◆ Aim ◆
Format every line of the items below as a JSON list of strings, one string per line, with blank lines dropped. Leave the pictures out of the list.

◆ Data extract ◆
┌──
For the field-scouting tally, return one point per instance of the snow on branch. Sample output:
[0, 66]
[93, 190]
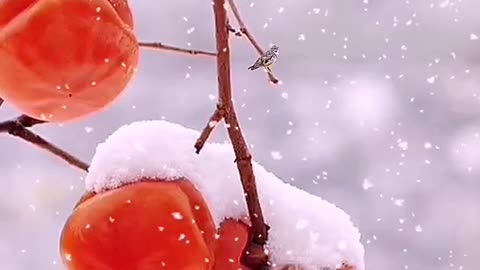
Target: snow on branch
[306, 231]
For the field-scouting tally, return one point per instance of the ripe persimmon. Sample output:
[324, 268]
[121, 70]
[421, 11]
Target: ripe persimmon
[64, 60]
[148, 225]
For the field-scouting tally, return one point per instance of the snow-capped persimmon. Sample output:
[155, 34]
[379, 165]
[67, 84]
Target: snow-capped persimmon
[149, 225]
[63, 60]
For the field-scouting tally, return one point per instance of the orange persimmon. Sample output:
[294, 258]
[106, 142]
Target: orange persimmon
[149, 225]
[61, 60]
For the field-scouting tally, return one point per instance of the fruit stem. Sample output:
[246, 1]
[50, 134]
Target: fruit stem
[242, 153]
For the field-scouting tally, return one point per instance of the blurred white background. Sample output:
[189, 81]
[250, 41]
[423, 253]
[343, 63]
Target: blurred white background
[379, 113]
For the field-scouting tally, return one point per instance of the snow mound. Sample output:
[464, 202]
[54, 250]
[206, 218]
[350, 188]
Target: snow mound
[305, 229]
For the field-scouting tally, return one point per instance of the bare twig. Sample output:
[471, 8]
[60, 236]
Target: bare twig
[161, 46]
[244, 31]
[216, 117]
[18, 128]
[255, 256]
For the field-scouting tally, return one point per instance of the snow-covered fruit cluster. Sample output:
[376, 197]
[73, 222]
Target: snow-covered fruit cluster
[152, 203]
[64, 60]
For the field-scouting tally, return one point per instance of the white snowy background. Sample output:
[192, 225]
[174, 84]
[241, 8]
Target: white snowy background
[379, 113]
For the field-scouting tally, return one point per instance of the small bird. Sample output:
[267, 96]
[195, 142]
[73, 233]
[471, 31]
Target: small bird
[266, 60]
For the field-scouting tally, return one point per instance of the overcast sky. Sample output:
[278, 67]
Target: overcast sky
[379, 113]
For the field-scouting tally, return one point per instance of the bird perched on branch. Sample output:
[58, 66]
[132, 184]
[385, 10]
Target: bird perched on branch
[267, 59]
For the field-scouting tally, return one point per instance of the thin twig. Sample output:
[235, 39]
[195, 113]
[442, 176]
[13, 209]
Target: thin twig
[244, 31]
[255, 256]
[18, 128]
[216, 117]
[161, 46]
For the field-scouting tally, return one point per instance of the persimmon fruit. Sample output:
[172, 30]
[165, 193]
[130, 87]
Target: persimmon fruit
[149, 225]
[61, 60]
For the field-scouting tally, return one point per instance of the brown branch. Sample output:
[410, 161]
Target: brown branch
[216, 117]
[161, 46]
[255, 256]
[245, 32]
[18, 128]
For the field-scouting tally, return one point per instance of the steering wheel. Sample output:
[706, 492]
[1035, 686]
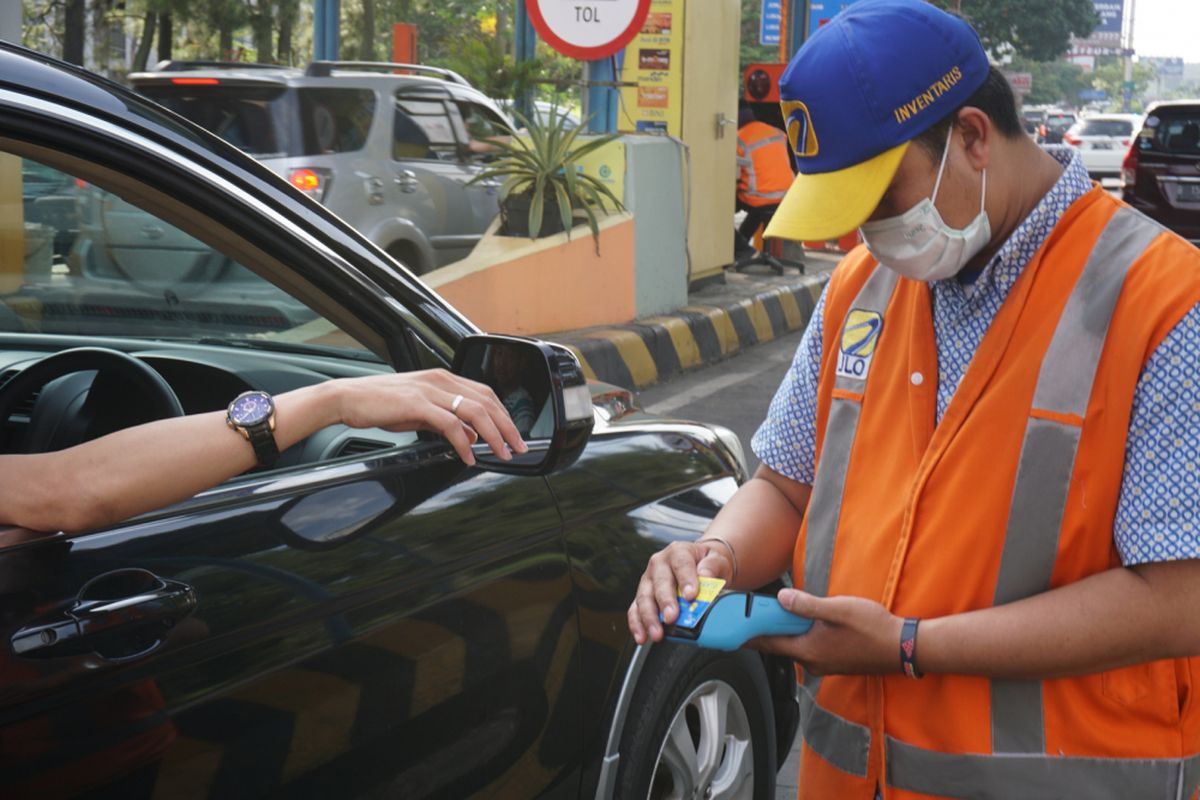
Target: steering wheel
[61, 421]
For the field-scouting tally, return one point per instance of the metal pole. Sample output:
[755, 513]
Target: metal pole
[333, 28]
[318, 30]
[601, 101]
[525, 49]
[798, 13]
[1127, 89]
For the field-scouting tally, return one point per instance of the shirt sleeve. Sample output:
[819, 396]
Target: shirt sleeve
[786, 440]
[1158, 511]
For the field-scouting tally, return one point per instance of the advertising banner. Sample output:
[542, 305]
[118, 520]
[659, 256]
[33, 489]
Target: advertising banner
[654, 59]
[771, 22]
[822, 11]
[1105, 38]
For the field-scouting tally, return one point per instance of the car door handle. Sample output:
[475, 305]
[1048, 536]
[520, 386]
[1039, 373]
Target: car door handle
[407, 181]
[119, 615]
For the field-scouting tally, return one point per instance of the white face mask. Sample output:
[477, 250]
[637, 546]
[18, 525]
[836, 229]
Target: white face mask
[919, 245]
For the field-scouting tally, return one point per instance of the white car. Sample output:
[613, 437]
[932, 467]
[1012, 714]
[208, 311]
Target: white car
[1103, 140]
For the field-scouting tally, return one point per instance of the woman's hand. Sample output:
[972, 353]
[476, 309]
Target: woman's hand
[679, 564]
[412, 401]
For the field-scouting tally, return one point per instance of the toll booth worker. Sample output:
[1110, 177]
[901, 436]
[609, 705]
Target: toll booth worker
[982, 465]
[765, 173]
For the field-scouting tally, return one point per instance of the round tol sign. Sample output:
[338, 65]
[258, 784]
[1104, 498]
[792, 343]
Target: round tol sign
[587, 29]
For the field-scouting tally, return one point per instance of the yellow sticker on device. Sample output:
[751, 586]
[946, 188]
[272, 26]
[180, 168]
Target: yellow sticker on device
[690, 613]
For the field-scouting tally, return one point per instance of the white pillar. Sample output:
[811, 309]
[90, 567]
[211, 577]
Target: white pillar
[10, 20]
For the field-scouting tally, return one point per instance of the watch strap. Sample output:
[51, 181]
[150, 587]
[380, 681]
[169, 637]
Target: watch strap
[262, 439]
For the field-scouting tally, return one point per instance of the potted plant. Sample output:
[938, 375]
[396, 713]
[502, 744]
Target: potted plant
[540, 167]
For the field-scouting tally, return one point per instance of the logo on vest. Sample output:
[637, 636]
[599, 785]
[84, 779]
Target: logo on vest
[858, 340]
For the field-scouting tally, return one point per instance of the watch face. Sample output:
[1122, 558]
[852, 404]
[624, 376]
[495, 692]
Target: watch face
[251, 408]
└──
◆ Response to this task ◆
[
  "For the field-scouting tally, return one point per instance of the snow on branch. Sample output:",
  "[0, 66]",
  "[93, 190]",
  "Target: snow on branch",
  "[306, 231]",
  "For the field-scouting tally, return one point per instance of the ripe persimmon. Sample output:",
  "[324, 268]",
  "[121, 70]",
  "[421, 11]",
  "Target: ripe persimmon",
  "[64, 60]",
  "[148, 225]",
  "For the field-scouting tally, return one point per instance of the snow-capped persimmon. Sample output:",
  "[155, 34]",
  "[379, 165]",
  "[67, 84]",
  "Target: snow-capped persimmon",
  "[149, 225]",
  "[63, 60]",
  "For the field-scouting tally, return one point per instance of the orange persimmon. Sample output:",
  "[294, 258]",
  "[106, 142]",
  "Target: orange persimmon",
  "[149, 225]",
  "[61, 60]",
  "For the field-scouting tally, return one point per instance of the fruit stem. Sample output:",
  "[246, 1]",
  "[50, 134]",
  "Target: fruit stem",
  "[242, 153]",
  "For the field-scouting tally, return one point per instance of the blurred white background. Sample output:",
  "[189, 81]",
  "[250, 41]",
  "[423, 253]",
  "[343, 63]",
  "Target: blurred white background",
  "[379, 113]",
  "For the field-scouting tally, return one point per instance of the snow mound. Sample output:",
  "[464, 202]",
  "[54, 250]",
  "[206, 218]",
  "[350, 188]",
  "Target: snow mound",
  "[305, 229]",
  "For the field-scouting tally, return one point per instance of the bare twig. Sample output:",
  "[471, 8]",
  "[60, 236]",
  "Target: bare twig",
  "[161, 46]",
  "[244, 31]",
  "[216, 117]",
  "[18, 128]",
  "[255, 256]",
  "For the field-scouting tally, return one point per instance of the snow-covered fruit cluster. Sample output:",
  "[376, 197]",
  "[73, 222]",
  "Target: snow-covered fruit cluster",
  "[152, 203]",
  "[64, 60]",
  "For the field-scouting tally, return one point per instance of the white snowy background. Sample output:",
  "[192, 225]",
  "[174, 84]",
  "[241, 8]",
  "Target: white snowy background",
  "[379, 113]",
  "For the field-scouting tally, return one point per instance of the small bird. Sample output:",
  "[267, 96]",
  "[195, 142]",
  "[73, 233]",
  "[471, 31]",
  "Target: small bird",
  "[266, 60]",
  "For the field-scouting tally, return one point per instance of the overcast sky. Sample output:",
  "[278, 67]",
  "Target: overcast sky",
  "[379, 113]",
  "For the field-scouting tally, return one point per instance of the bird perched on branch. Sample output:",
  "[58, 66]",
  "[132, 184]",
  "[385, 10]",
  "Target: bird perched on branch",
  "[267, 59]",
  "For the field-scouting tally, return one point per instance of the thin twig. Sample output:",
  "[235, 39]",
  "[195, 113]",
  "[442, 176]",
  "[13, 209]",
  "Target: thin twig",
  "[244, 31]",
  "[255, 256]",
  "[18, 128]",
  "[216, 117]",
  "[161, 46]",
  "For the field-scouting tally, return one point per instance of the persimmon fruit. Sample output:",
  "[172, 30]",
  "[165, 193]",
  "[130, 87]",
  "Target: persimmon fruit",
  "[149, 225]",
  "[61, 60]",
  "For the field-scouting tally, return one point per instance of the brown branch. Sample output:",
  "[410, 161]",
  "Target: brown branch",
  "[216, 117]",
  "[161, 46]",
  "[255, 256]",
  "[245, 32]",
  "[18, 128]",
  "For the field-scouting tally, return one point per instance of the steering wheel. Sample output:",
  "[706, 492]",
  "[1035, 686]",
  "Target: steering wheel",
  "[61, 421]",
  "For the field-scouting tally, return one point per instance of the metal pole. Sample output:",
  "[755, 513]",
  "Target: metal pole",
  "[333, 28]",
  "[318, 30]",
  "[601, 101]",
  "[525, 49]",
  "[798, 13]",
  "[1127, 89]",
  "For the field-scouting tally, return one point per instance of the shirt sleeve. Sample output:",
  "[819, 396]",
  "Target: shirt sleeve",
  "[786, 440]",
  "[1158, 511]",
  "For the field-scouting tally, return one point per instance of the advertising banner. Sample output:",
  "[542, 305]",
  "[118, 520]",
  "[659, 256]",
  "[33, 489]",
  "Target: advertising banner",
  "[654, 59]",
  "[771, 22]",
  "[822, 11]",
  "[1105, 38]",
  "For the field-scouting tally, return one point per instance of the car door handle. Sample output:",
  "[475, 305]",
  "[1048, 536]",
  "[520, 386]",
  "[1039, 373]",
  "Target: car door handle",
  "[407, 181]",
  "[119, 615]",
  "For the field-scouting tally, return one point per instance of the white face mask. Sample output:",
  "[477, 250]",
  "[637, 546]",
  "[18, 525]",
  "[836, 229]",
  "Target: white face mask",
  "[919, 245]",
  "For the field-scouting tally, return one point per instance of the white car. Sample output:",
  "[613, 437]",
  "[932, 467]",
  "[1012, 714]",
  "[208, 311]",
  "Target: white car",
  "[1103, 140]",
  "For the field-scouting tally, return one point per instance of the woman's hand. Sample output:",
  "[972, 353]",
  "[476, 309]",
  "Target: woman's hand",
  "[679, 564]",
  "[412, 401]",
  "For the field-scouting tally, return one point per instance of the toll booth worker. Sample output:",
  "[1110, 177]",
  "[901, 436]",
  "[609, 705]",
  "Target: toll booth worker",
  "[982, 465]",
  "[765, 173]",
  "For the field-scouting tally, return one point per instance of the round tol sign. Sample output:",
  "[338, 65]",
  "[258, 784]",
  "[1104, 498]",
  "[792, 343]",
  "Target: round tol sign",
  "[587, 29]",
  "For the field-scouting tally, return one point per instance of the yellow sticker on device. Sample output:",
  "[751, 586]",
  "[946, 188]",
  "[272, 26]",
  "[180, 168]",
  "Target: yellow sticker on device",
  "[690, 613]",
  "For the field-scouting tally, return one point per instance of the white pillar. Sample output:",
  "[811, 309]",
  "[90, 567]",
  "[211, 577]",
  "Target: white pillar",
  "[10, 20]",
  "For the field-scouting tally, return one point per instance of the watch strap. Sample output:",
  "[51, 181]",
  "[150, 587]",
  "[380, 681]",
  "[169, 637]",
  "Target: watch strap",
  "[262, 439]",
  "For the field-scouting tally, return one point per instance of the potted plant. Sample output:",
  "[938, 375]",
  "[396, 713]",
  "[502, 744]",
  "Target: potted plant",
  "[540, 167]",
  "For the field-scouting tally, return one point per instance of the logo on vest. Sample output:",
  "[637, 636]",
  "[599, 785]",
  "[84, 779]",
  "Target: logo on vest",
  "[858, 340]",
  "For the field-scouting tally, return one point per instance of the watch face. Sample output:",
  "[1122, 558]",
  "[852, 404]",
  "[624, 376]",
  "[495, 692]",
  "Target: watch face",
  "[251, 408]"
]